Every line of the entries with the word "leafy" in it should be shown.

Collected data
□ □ □ □
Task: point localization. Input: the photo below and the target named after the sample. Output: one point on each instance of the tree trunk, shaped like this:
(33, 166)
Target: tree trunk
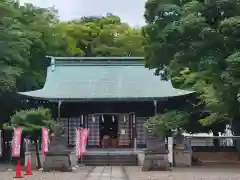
(38, 156)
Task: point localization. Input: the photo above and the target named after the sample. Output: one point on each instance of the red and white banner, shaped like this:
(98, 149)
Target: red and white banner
(45, 139)
(81, 141)
(16, 142)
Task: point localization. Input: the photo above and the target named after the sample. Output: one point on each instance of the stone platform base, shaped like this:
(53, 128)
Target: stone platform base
(156, 162)
(57, 163)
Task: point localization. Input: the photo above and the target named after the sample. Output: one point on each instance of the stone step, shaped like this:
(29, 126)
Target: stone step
(110, 160)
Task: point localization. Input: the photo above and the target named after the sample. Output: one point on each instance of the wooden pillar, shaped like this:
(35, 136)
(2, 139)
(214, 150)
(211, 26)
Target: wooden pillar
(59, 110)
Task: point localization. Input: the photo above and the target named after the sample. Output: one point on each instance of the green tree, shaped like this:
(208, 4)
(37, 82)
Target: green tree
(101, 36)
(196, 43)
(31, 121)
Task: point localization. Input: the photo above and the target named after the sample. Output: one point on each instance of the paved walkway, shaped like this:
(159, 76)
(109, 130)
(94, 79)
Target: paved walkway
(106, 173)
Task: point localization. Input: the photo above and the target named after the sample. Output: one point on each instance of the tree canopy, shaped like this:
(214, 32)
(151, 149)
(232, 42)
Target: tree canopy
(196, 43)
(28, 33)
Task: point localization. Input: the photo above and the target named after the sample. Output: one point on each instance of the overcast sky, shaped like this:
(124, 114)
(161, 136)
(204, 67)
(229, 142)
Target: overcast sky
(130, 11)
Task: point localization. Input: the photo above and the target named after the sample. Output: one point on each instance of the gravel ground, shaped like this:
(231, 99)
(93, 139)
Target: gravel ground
(135, 173)
(193, 173)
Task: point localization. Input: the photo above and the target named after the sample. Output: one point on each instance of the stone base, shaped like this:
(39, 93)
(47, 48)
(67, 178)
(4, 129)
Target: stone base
(182, 159)
(156, 162)
(57, 163)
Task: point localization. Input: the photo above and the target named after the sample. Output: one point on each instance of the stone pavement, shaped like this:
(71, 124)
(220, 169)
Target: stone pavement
(135, 173)
(193, 173)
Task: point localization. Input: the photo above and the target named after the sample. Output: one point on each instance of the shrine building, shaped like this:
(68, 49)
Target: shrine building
(112, 96)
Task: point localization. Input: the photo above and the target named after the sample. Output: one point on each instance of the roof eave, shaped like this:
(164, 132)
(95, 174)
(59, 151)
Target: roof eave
(136, 99)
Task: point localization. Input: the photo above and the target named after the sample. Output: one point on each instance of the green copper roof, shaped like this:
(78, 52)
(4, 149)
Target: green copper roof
(89, 79)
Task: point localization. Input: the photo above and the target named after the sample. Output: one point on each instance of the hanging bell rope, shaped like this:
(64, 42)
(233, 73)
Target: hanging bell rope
(102, 118)
(93, 119)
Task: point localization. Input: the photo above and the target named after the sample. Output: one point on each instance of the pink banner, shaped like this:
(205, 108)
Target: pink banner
(16, 143)
(45, 139)
(83, 142)
(78, 136)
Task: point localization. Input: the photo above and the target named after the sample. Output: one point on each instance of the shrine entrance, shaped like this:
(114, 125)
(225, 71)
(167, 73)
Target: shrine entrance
(108, 131)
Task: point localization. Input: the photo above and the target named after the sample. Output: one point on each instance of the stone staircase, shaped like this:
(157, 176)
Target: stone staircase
(110, 160)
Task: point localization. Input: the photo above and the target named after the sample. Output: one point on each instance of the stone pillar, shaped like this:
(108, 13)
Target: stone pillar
(30, 154)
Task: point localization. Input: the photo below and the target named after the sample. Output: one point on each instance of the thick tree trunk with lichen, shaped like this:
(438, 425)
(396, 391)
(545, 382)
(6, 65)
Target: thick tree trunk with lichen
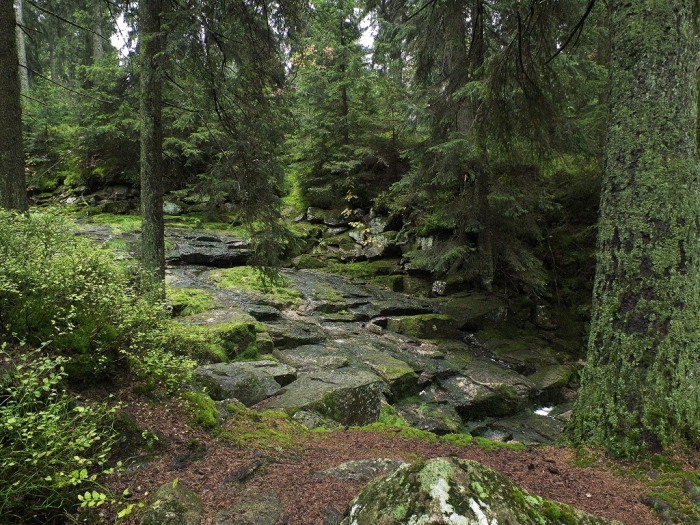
(639, 391)
(13, 191)
(151, 47)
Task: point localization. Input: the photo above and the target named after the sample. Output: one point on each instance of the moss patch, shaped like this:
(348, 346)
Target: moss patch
(203, 409)
(188, 301)
(246, 279)
(270, 429)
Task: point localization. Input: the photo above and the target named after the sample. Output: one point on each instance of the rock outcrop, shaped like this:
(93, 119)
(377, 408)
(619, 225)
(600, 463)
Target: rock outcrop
(448, 491)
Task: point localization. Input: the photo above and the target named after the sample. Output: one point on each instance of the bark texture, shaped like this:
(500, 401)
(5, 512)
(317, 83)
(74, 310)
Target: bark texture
(640, 390)
(21, 48)
(13, 190)
(151, 45)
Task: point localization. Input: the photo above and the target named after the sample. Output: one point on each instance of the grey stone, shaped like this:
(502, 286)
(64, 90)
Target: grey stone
(349, 396)
(172, 208)
(249, 382)
(255, 507)
(363, 470)
(173, 504)
(448, 491)
(485, 389)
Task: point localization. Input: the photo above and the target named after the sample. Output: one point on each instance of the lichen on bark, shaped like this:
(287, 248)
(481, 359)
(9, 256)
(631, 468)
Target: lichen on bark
(639, 390)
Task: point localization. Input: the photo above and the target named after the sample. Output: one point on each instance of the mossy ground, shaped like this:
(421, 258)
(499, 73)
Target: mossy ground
(188, 301)
(246, 279)
(203, 409)
(261, 430)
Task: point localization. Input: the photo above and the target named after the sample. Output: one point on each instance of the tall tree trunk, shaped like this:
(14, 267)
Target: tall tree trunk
(151, 42)
(97, 47)
(21, 48)
(640, 390)
(345, 110)
(13, 190)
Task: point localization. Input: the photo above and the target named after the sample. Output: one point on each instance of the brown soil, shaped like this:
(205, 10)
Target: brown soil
(291, 472)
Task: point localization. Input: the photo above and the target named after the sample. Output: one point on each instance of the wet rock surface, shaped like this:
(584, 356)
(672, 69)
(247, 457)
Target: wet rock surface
(350, 344)
(454, 491)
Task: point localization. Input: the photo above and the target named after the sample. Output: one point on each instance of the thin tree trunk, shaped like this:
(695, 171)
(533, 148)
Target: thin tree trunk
(21, 48)
(97, 47)
(13, 190)
(639, 390)
(152, 237)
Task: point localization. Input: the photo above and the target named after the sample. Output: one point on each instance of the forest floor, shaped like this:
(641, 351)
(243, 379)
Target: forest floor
(594, 483)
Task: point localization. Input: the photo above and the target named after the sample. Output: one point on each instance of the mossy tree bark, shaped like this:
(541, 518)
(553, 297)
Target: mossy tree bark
(639, 391)
(13, 190)
(151, 42)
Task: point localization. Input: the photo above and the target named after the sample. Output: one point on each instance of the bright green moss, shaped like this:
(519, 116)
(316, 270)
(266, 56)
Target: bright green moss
(203, 409)
(188, 301)
(246, 279)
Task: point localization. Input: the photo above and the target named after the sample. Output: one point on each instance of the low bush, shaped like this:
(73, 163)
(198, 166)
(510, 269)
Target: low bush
(51, 445)
(63, 292)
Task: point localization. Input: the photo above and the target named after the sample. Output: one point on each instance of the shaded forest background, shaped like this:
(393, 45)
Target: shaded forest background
(474, 125)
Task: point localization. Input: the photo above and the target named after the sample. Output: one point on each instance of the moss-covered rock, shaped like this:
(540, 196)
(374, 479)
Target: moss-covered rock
(426, 326)
(173, 504)
(401, 378)
(448, 491)
(312, 357)
(473, 311)
(254, 507)
(264, 343)
(235, 330)
(439, 418)
(349, 396)
(485, 389)
(308, 262)
(188, 301)
(248, 382)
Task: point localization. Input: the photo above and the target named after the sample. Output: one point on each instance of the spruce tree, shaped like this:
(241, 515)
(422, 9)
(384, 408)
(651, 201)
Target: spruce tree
(639, 390)
(13, 192)
(152, 46)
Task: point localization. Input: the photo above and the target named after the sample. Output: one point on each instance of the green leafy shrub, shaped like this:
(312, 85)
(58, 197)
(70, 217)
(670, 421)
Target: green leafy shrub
□ □ □ □
- _Task result_
Task: point localization. Input: the photo above and the target named after the sample. Output: one point on each instance of the green leafy shrub, shaped like this:
Target: green leafy shrub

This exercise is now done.